Reproduce the entries below verbatim, starting at their beginning and ending with the line that contains "POLYGON ((129 92, 128", both ends included. Omit the pictures from your copy.
═════ Provided data ═════
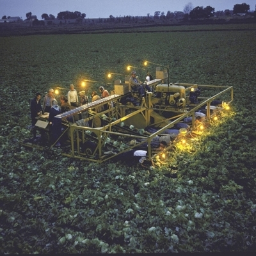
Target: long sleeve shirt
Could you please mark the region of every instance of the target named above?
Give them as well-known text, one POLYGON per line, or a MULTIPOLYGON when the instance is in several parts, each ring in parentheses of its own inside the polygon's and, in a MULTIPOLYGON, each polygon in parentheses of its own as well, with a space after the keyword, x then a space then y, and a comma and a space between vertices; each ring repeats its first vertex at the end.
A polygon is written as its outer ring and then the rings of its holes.
POLYGON ((71 104, 71 102, 77 102, 78 103, 78 96, 77 92, 76 90, 72 91, 68 91, 68 102, 71 104))

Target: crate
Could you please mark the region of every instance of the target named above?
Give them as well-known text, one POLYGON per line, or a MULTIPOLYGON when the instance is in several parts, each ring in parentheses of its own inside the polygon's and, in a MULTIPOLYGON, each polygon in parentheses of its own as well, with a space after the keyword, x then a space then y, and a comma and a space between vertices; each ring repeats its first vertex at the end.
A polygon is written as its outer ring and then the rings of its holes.
POLYGON ((129 92, 128 84, 115 84, 115 94, 124 95, 129 92))

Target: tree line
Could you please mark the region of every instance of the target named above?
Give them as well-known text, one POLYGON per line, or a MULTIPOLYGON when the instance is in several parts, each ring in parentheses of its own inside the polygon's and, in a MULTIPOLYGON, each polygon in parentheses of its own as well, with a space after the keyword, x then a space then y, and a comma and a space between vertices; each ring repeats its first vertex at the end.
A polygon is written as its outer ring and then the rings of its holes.
MULTIPOLYGON (((184 20, 195 20, 198 19, 208 19, 211 17, 213 17, 216 13, 214 12, 215 8, 212 8, 210 6, 207 6, 205 8, 203 6, 196 6, 193 8, 193 4, 191 2, 185 5, 182 12, 175 12, 174 13, 172 13, 170 11, 168 11, 166 15, 164 15, 164 12, 156 11, 154 13, 153 19, 173 19, 177 16, 183 15, 183 19, 184 20)), ((239 13, 248 13, 250 11, 250 5, 246 3, 243 4, 237 4, 234 6, 233 8, 233 14, 239 14, 239 13)), ((219 12, 221 11, 218 11, 219 12)), ((229 10, 225 10, 223 12, 223 14, 225 15, 230 15, 231 12, 229 10)), ((254 12, 254 14, 255 12, 254 12)), ((220 13, 219 13, 220 14, 220 13)), ((26 15, 26 20, 29 20, 32 19, 32 13, 31 12, 28 12, 26 15)), ((58 20, 69 20, 69 19, 85 19, 86 15, 85 13, 81 13, 80 12, 60 12, 57 15, 57 19, 58 20)), ((2 19, 9 19, 10 17, 6 17, 6 16, 3 16, 2 19)), ((47 13, 43 13, 41 16, 42 19, 45 20, 54 20, 55 16, 50 14, 48 15, 47 13)), ((131 18, 131 17, 129 17, 131 18)), ((150 14, 148 13, 147 17, 150 17, 150 14)), ((109 19, 111 21, 116 21, 116 19, 120 19, 120 17, 115 18, 113 15, 109 16, 109 19)), ((127 19, 127 17, 124 17, 125 19, 127 19)), ((100 19, 100 18, 99 18, 100 19)))

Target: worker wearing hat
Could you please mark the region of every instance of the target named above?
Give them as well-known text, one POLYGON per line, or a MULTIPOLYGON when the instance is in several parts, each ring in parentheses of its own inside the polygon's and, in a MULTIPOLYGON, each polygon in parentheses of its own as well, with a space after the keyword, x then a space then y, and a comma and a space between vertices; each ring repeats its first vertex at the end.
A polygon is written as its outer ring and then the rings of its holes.
MULTIPOLYGON (((143 84, 141 84, 140 82, 136 79, 136 71, 132 71, 131 74, 131 77, 129 80, 129 90, 134 92, 138 92, 140 97, 145 97, 145 89, 143 84)), ((145 89, 148 92, 151 92, 150 88, 145 84, 145 89)))
POLYGON ((45 94, 43 102, 44 112, 49 113, 52 106, 52 100, 55 99, 53 89, 49 89, 48 93, 45 94))

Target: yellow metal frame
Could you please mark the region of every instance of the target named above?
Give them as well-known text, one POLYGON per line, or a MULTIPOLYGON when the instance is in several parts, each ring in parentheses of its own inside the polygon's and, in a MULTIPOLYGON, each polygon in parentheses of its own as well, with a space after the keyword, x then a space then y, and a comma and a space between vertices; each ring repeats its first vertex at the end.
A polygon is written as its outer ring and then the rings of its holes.
MULTIPOLYGON (((141 114, 140 115, 140 117, 141 118, 141 116, 143 116, 143 118, 145 119, 146 123, 150 125, 150 113, 152 111, 153 111, 154 109, 151 108, 152 104, 150 103, 150 99, 151 97, 152 97, 152 93, 147 93, 147 97, 145 99, 143 99, 141 106, 139 107, 134 107, 131 106, 127 106, 127 105, 122 105, 120 104, 118 104, 118 100, 122 98, 122 95, 112 95, 109 97, 105 98, 104 100, 99 100, 99 102, 95 102, 93 104, 89 104, 88 105, 84 105, 82 107, 77 108, 77 109, 72 109, 72 111, 67 111, 63 115, 61 114, 58 116, 59 118, 66 118, 68 116, 72 116, 73 115, 76 115, 77 113, 79 113, 83 111, 90 111, 90 108, 95 108, 97 106, 102 104, 106 104, 108 102, 113 102, 115 101, 117 104, 116 104, 115 107, 109 108, 108 110, 106 110, 103 112, 99 113, 95 113, 93 115, 88 117, 88 118, 85 118, 85 121, 88 121, 90 120, 93 120, 93 118, 102 116, 102 115, 104 114, 109 114, 110 113, 113 113, 116 111, 118 115, 120 115, 121 117, 117 120, 115 120, 113 122, 109 122, 108 124, 104 125, 100 127, 83 127, 83 126, 77 126, 76 124, 74 124, 71 125, 69 127, 70 129, 70 134, 71 134, 71 138, 70 138, 70 147, 71 147, 71 151, 69 154, 63 154, 63 155, 70 157, 74 157, 74 158, 77 158, 81 160, 87 160, 90 161, 93 161, 93 162, 97 162, 97 163, 102 163, 104 161, 108 161, 115 156, 122 154, 123 152, 127 152, 131 149, 132 149, 135 147, 140 146, 140 145, 143 143, 144 142, 141 142, 139 143, 137 143, 136 145, 133 146, 127 146, 126 148, 125 148, 124 150, 120 151, 120 152, 117 153, 115 155, 105 155, 104 154, 104 152, 102 152, 104 150, 104 145, 106 142, 107 138, 111 136, 111 135, 115 135, 115 136, 122 136, 124 138, 128 138, 129 139, 136 139, 136 138, 141 138, 141 139, 145 139, 145 141, 147 141, 147 144, 148 144, 148 158, 152 159, 157 156, 158 156, 160 153, 159 152, 154 152, 152 148, 151 148, 150 146, 150 142, 152 141, 153 138, 156 137, 156 136, 159 134, 163 134, 163 132, 167 129, 173 127, 178 122, 182 121, 184 118, 188 117, 188 116, 192 116, 193 121, 192 121, 192 130, 193 130, 195 128, 195 112, 199 109, 202 106, 204 106, 206 104, 207 106, 207 115, 206 115, 206 119, 209 118, 211 117, 211 113, 210 113, 210 105, 211 102, 212 102, 214 99, 217 99, 219 97, 220 95, 227 93, 230 92, 230 99, 228 100, 226 100, 227 102, 227 104, 229 104, 230 102, 232 102, 234 100, 234 92, 233 92, 233 86, 216 86, 216 85, 204 85, 204 84, 175 84, 175 85, 180 85, 183 86, 186 86, 186 90, 189 90, 191 88, 197 88, 197 87, 200 87, 200 88, 219 88, 219 89, 223 89, 221 92, 218 93, 217 94, 214 95, 212 97, 211 97, 209 98, 205 98, 204 99, 204 100, 201 103, 196 104, 192 109, 184 112, 184 113, 177 113, 177 115, 176 116, 174 116, 174 118, 169 118, 169 120, 174 119, 172 122, 170 122, 170 124, 166 125, 165 126, 161 128, 159 131, 157 131, 156 132, 154 132, 153 134, 150 134, 149 136, 138 136, 138 135, 132 135, 132 134, 125 134, 125 133, 122 133, 122 132, 116 132, 112 131, 112 128, 116 125, 118 125, 122 122, 125 122, 125 120, 129 119, 129 118, 132 116, 134 116, 136 115, 138 115, 138 114, 141 114), (101 100, 101 102, 100 102, 101 100), (132 111, 132 112, 130 113, 128 115, 125 115, 125 109, 130 109, 131 111, 132 111), (68 113, 70 112, 70 113, 68 113), (86 141, 86 136, 88 136, 86 134, 86 131, 89 131, 95 134, 96 134, 96 141, 97 141, 97 145, 96 147, 96 149, 94 150, 93 154, 90 156, 90 157, 88 157, 86 154, 82 153, 80 150, 80 143, 83 143, 86 141), (76 136, 74 136, 76 133, 76 136), (76 145, 76 147, 75 147, 75 145, 76 145)), ((92 102, 93 103, 93 102, 92 102)), ((166 120, 166 118, 163 118, 163 122, 164 122, 166 120)), ((168 150, 170 147, 173 147, 172 145, 169 146, 166 149, 168 150)))

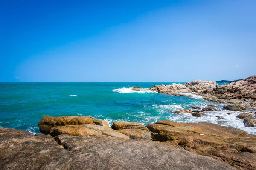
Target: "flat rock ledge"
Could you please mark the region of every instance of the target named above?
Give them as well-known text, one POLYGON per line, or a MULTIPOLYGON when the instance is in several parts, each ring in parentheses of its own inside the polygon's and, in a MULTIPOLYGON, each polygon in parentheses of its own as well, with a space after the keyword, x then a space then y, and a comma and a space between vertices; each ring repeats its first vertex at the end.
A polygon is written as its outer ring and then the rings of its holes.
═════
Solution below:
Target: long sleeve shirt
Could you please mark the region of every instance of the target named above?
Give them as well-known text, one POLYGON per line, or a MULTIPOLYGON when the instance is in several parts, each ring in parentheses of its own inside the polygon's and, in a MULTIPOLYGON, each polygon in parentheses of its own as well, with a space after the keyword, x then a space then y, and a comma and a space between vertices; each ring repeats its first vertex at the end.
A polygon is written as its outer ring and then the rings of its holes.
POLYGON ((71 104, 71 102, 77 102, 78 103, 78 96, 77 92, 76 90, 72 91, 68 91, 68 102, 71 104))

Target: crate
Could you please mark the region of every instance of the target named above?
Give them as well-known text, one POLYGON per line, or a MULTIPOLYGON when the instance is in several parts, each ring in parentheses of its own inside the polygon's and, in a MULTIPOLYGON, each polygon in parentheses of its own as well, with a space after the keyword, x then a space then y, and a comma and a space between vertices; each ring repeats its first vertex at the end.
A polygon is written as its outer ring and then the rings of its holes.
POLYGON ((129 92, 128 84, 115 84, 115 94, 124 95, 129 92))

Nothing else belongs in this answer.